### DATASET RECORDS

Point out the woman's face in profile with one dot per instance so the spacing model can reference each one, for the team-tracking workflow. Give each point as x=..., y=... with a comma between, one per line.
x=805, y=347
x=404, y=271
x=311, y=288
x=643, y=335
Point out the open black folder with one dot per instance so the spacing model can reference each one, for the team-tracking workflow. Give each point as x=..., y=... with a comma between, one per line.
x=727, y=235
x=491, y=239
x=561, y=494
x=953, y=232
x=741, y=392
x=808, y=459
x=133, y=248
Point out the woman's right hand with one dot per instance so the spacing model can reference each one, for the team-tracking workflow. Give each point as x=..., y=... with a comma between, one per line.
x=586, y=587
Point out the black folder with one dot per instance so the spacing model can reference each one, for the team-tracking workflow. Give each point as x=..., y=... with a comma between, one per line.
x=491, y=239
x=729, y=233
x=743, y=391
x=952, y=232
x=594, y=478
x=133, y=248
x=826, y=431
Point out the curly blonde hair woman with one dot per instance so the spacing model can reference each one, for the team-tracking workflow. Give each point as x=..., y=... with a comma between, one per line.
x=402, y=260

### DIRECTIONS FOR THIS TASK
Rewrite the lines above as a two-column CSV with the headers text and answer. Give one row for each line that asks for points, with that line in text and all of its coordinates in answer; quote every field and turn line breaks into spaces.

### EXERCISE RESPONSE
text,answer
"Point out the woman's face in profile with one dot per instance so the spacing model can reference each one, for the team-tracking workflow. Give each point as x=..., y=... with a comma between, one per line.","x=805, y=347 x=404, y=271 x=311, y=288 x=643, y=335"
"Point out the open black folder with one dot per instance so the spacing model can reference each one, for the team-tracking workflow. Give each point as x=..., y=... with a comma between, one per line.","x=727, y=235 x=491, y=239 x=561, y=494 x=953, y=232 x=741, y=392 x=808, y=459 x=133, y=248"
"Point out the woman's right hand with one dot per instance so the spacing model can reference each one, for the team-tracking workflow. Give each point as x=..., y=... with a comma between, one per line.","x=586, y=587"
"Point out the black folder with one dot per instance so the spacing model can reference each one, for the team-tracking workflow. Give each point as x=..., y=... with a comma between, one per line.","x=491, y=239 x=729, y=233 x=743, y=391 x=952, y=232 x=594, y=478 x=133, y=248 x=826, y=431"
"Point out the curly blonde hair woman with one dot per instance so the spacing model can reference each one, for the team-tracking workflow. Give each point as x=..., y=... with a comma between, one per line.","x=402, y=260"